◆ Задание 1
Согласуются ли с текстом о перестройке утверждения (а), (б) и (в)? Для каждого ответьте «да» или «нет» и приведите точную решающую цитату.
(а) Налоговая служба в то время уже прочно стояла на ногах.
(б) Директорский корпус производил реальные ценности и контролировал реальные денежные потоки.
(в) Большинство руководителей сразу оценило масштабы открывшихся возможностей.

◆ Фрагмент текста
<<<<

Начало Финал

Автор: Михаил Глебов, сентябрь 1999

Подобно тому, как раковая опухоль особенно быстро разрастается в умирающем человеческом организме, чтобы погубить его и погибнуть вместе с ним, так горбачевская "перестройка" стала золотой эпохой советского "бумажного паразитизма" во всех его формах - управленческой, научной, культурной и, конечно, проектной. Государственная власть ослабла и, втянувшись в междоусобную грызню, совершила ошибку, роковую для всякой власти: вместо державного управления целым обществом она принялась заискивать перед отдельными его слоями в надежде на поддержку снизу против других претендующих на власть группировок.

Одной из серьезных опор центральной власти оставался огромный директорский корпус, производивший реальные ценности и контролировавший реальные денежные потоки. Безнадежно задавленные тяжестью партийных самодуров, министерских инструкций и финансовых проверок, советские директора неожиданно получили такие привилегии, о которых не могли и мечтать. Закон о кооперативах, так называемое "акционирование предприятий" и прочие подобные вещи делали их фактическими хозяевами тех заводов и институтов, которыми они прежде могли распоряжаться лишь в качестве наемных управителей. Административный и финансовый контроль также почти свелся к нулю, налоговая служба еще не встала на ноги. Создался фактический вакуум власти, позволявший каждому начальнику воротить, что он хочет, и обогащаться любыми доступными средствами. Однако это счастье свалилось так неожиданно, что большинство руководителей, будучи хотя и хитроватыми, но до мозга костей советскими людьми, не оценило масштабов открывшихся перед ними возможностей и на первых порах пустилось злоупотреблять по старой привычной колее.

>>>>

◆ Задание 2
Соберите все строки ниже, где встречается слово «tower». Регистр учитывается.

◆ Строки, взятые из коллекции
<<<<

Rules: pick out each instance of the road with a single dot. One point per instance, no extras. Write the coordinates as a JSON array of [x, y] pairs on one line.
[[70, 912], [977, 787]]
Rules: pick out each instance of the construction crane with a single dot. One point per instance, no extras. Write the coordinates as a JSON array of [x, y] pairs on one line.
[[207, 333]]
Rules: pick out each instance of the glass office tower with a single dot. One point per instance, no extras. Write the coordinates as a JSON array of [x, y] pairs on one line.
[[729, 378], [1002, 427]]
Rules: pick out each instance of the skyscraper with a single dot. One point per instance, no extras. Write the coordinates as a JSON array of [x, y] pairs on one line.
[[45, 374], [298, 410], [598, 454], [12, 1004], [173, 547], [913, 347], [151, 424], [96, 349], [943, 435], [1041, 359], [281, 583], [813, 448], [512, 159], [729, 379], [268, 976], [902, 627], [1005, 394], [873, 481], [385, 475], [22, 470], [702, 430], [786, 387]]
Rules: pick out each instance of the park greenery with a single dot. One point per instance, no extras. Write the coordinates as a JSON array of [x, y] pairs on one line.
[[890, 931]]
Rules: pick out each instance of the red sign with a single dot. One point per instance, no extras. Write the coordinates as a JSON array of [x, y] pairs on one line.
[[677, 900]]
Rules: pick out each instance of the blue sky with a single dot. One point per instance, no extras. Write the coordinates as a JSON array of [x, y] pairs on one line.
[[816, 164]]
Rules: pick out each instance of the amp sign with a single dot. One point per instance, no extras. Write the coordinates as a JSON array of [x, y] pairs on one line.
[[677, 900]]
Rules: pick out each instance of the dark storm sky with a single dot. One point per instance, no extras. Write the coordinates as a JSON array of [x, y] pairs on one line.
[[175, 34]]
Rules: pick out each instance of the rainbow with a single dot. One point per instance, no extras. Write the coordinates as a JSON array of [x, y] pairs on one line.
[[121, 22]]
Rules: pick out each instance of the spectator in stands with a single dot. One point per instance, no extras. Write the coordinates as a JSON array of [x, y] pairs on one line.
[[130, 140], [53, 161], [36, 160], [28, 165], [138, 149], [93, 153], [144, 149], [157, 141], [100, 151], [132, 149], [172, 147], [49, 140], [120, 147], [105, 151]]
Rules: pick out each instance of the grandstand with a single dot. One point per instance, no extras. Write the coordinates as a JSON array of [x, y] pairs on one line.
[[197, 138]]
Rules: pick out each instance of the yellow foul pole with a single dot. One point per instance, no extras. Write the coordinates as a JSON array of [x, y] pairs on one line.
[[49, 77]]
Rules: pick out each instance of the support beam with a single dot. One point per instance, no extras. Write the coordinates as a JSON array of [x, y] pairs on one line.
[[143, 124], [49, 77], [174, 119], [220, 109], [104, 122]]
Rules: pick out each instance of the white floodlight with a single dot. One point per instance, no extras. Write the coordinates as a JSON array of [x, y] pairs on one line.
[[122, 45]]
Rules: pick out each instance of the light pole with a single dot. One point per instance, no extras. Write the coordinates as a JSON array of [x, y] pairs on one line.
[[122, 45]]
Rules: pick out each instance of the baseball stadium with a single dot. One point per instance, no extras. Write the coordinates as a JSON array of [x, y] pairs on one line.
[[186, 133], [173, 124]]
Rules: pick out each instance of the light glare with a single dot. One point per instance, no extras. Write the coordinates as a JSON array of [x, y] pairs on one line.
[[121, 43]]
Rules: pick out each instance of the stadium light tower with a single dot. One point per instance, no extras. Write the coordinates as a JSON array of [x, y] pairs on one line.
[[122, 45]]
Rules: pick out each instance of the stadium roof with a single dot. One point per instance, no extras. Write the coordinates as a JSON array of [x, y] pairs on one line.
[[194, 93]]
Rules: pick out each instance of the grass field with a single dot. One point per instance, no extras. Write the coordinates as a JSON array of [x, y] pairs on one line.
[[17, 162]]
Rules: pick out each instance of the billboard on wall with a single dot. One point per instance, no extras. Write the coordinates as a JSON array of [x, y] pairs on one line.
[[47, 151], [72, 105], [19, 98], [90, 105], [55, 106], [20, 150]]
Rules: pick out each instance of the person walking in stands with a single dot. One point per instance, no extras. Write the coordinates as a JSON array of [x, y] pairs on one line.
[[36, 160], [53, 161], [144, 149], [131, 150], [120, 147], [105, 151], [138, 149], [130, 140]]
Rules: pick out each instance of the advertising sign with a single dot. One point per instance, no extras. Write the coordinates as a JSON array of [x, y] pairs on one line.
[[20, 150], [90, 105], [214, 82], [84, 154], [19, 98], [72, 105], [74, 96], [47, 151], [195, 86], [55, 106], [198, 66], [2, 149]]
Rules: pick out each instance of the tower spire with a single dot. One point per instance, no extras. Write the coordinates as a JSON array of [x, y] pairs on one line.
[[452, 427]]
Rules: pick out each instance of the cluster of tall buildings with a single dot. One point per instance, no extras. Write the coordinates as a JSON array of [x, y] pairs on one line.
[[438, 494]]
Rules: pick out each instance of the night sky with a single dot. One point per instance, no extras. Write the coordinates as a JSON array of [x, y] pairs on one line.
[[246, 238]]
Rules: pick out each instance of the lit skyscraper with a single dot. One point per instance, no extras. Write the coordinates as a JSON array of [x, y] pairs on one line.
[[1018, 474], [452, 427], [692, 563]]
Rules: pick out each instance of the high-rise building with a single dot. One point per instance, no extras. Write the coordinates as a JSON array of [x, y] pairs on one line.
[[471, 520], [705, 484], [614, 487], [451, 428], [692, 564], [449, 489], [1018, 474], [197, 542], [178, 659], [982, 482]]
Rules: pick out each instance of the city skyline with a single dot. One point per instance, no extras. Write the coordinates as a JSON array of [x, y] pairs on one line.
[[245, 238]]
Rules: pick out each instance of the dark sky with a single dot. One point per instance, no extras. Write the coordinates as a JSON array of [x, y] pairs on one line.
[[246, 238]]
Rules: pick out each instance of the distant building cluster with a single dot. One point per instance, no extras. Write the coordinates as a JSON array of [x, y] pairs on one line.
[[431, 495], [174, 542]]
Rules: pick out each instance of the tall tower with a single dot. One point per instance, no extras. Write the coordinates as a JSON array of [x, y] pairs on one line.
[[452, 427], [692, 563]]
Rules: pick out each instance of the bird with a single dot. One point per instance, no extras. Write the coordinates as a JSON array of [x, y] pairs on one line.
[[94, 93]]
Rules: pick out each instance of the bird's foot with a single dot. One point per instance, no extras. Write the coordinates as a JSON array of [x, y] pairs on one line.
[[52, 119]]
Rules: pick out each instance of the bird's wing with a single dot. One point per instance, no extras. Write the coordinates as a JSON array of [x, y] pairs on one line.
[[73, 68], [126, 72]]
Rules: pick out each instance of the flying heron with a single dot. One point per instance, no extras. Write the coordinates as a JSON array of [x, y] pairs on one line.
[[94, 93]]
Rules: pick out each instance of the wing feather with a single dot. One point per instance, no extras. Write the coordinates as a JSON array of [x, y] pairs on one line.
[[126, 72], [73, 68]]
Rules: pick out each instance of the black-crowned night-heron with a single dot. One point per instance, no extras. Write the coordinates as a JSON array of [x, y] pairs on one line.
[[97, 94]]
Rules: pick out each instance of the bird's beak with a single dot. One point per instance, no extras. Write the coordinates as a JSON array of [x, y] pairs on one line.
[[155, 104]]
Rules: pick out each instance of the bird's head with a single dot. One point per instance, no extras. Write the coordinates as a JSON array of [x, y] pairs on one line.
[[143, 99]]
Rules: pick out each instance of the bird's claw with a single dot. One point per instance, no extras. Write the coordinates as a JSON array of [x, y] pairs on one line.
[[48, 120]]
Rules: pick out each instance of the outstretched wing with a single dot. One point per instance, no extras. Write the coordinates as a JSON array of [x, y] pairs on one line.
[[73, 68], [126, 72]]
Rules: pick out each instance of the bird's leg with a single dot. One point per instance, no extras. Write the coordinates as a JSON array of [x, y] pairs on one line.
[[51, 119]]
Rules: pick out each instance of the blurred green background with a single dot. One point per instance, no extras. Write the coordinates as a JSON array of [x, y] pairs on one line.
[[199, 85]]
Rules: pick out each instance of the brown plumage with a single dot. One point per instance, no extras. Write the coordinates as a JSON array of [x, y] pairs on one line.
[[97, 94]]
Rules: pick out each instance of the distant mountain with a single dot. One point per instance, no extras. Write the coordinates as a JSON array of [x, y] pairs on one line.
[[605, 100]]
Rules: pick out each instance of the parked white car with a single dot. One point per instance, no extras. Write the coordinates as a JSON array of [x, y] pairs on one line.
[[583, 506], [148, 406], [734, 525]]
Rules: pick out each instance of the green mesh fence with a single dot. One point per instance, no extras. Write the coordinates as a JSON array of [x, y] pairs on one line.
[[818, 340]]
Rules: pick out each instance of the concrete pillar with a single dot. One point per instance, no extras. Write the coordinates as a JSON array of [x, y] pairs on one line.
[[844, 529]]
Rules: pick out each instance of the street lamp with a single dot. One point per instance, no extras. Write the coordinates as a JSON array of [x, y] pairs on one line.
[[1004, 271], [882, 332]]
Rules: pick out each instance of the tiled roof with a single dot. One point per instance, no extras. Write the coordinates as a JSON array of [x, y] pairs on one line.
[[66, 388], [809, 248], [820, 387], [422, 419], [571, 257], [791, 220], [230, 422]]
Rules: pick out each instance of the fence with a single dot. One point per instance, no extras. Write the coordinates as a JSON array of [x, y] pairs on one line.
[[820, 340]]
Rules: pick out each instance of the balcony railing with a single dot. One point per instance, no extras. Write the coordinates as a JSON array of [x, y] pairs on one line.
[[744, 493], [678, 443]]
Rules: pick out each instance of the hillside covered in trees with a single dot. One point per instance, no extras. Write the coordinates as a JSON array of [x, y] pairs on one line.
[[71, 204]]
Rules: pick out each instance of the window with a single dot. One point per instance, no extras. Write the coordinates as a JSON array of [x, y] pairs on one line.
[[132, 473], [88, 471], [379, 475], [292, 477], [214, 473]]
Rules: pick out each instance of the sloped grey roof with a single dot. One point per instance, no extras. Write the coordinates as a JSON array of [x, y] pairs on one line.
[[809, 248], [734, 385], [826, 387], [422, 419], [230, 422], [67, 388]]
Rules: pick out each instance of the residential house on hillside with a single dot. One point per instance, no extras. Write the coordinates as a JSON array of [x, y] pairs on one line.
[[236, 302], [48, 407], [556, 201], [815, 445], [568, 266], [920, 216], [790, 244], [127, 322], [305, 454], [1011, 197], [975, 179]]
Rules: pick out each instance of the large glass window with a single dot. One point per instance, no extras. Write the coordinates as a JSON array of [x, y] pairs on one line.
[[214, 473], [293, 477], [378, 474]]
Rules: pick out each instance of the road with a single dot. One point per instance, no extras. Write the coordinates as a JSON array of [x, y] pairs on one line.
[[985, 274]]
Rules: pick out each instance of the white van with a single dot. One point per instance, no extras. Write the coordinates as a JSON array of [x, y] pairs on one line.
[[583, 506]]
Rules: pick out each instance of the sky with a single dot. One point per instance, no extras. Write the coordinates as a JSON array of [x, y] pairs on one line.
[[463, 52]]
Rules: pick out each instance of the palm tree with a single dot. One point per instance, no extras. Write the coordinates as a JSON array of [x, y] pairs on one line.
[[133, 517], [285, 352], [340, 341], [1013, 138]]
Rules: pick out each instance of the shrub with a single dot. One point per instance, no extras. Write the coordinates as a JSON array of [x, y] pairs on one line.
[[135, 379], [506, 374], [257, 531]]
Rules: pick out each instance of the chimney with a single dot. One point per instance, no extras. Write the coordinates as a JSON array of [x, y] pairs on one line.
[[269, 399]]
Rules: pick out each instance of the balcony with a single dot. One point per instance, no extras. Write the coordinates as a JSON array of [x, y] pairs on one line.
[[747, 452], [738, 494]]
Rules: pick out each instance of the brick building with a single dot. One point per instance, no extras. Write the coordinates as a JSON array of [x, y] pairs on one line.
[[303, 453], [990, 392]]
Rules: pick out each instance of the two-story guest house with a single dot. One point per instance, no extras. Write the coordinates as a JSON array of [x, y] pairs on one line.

>>>>

◆ Полный ответ 1
(а) Нет: «налоговая служба еще не встала на ноги».
(б) Да: «производивший реальные ценности и контролировавший реальные денежные потоки».
(в) Нет: «не оценило масштабов открывшихся перед ними возможностей».

◆ Полный ответ 2
Rules: pick out each instance of the glass office tower with a single dot. One point per instance, no extras. Write the coordinates as a JSON array of [x, y] pairs on one line.
Rules: pick out each instance of the stadium light tower with a single dot. One point per instance, no extras. Write the coordinates as a JSON array of [x, y] pairs on one line.
Rules: pick out each instance of the tower spire with a single dot. One point per instance, no extras. Write the coordinates as a JSON array of [x, y] pairs on one line.
Rules: pick out each instance of the tall tower with a single dot. One point per instance, no extras. Write the coordinates as a JSON array of [x, y] pairs on one line.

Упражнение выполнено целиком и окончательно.